__Source extract__

“I hate to tell you this,” says Sean Morrison. “But some of the rivers we’ll be visiting today are pretty manky.”

As an experienced member of the Scottish Environment Protection Agency’s ecology team, Sean knows what’s out there better than most – a large part of his time is spent literally knee-deep in Scotland’s rivers and burns.

“We’re likely to encounter quite a lot of sewage,” he says. “You sometimes see a bit of overflow when there’s been a heavy downpour overnight.”

The ecologists in SEPA’s new Angus Smith Building (ASB) in North Lanarkshire look after a swathe of country from Argyll through Ayrshire to the Lothians. Many of the sites they monitor are in the central belt, with its heavy mix of urban, industrial and agricultural pressures on the environment. Much of their work involves taking samples from the rivers and burns and analysing their contents.

Sean looks at the tangle of lines on his OS map, and sucks his teeth: “I hope you’ve brought your wellies!”

Happily, the purpose-built facility is fully-equipped, not only with state-of-the-art laboratories – it has a handy stock of wellies, waders and waterproofs too. If ASB offers an example of the latest in 21st century science and technology, the techniques for gathering samples are decidedly old school.

The basic technique is called kick-sampling and all that is really needed is a net, stopwatch and sample pot. “The actual taking of an invertebrate sample is easy”, Sean explains. The ecologist wades out into the water channel and kicks up the substrate – the pebbles, rocks, sand and silt that form the bottom of a river. Doing this for a set time (three minutes, usually) while holding a net in the direction of flow allows the invertebrates living on the riverbed to be disturbed and collected.

__Task A__
According to the river-sampling article, what three items are all that kick-sampling really needs?
__Task B__
Reproduce the river-sampling article word for word, starting at "Sean looks at" and ending at "decidedly old school.".
The material after this point comes from a separate source and is unrelated to the river-sampling article.

__Stored data__

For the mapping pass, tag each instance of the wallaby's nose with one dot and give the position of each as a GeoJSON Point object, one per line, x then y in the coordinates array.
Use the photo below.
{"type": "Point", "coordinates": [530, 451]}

__Worked solution A__
A net, a stopwatch and a sample pot.

__Worked solution B__
Sean looks at the tangle of lines on his OS map, and sucks his teeth: “I hope you’ve brought your wellies!”

Happily, the purpose-built facility is fully-equipped, not only with state-of-the-art laboratories – it has a handy stock of wellies, waders and waterproofs too. If ASB offers an example of the latest in 21st century science and technology, the techniques for gathering samples are decidedly old school.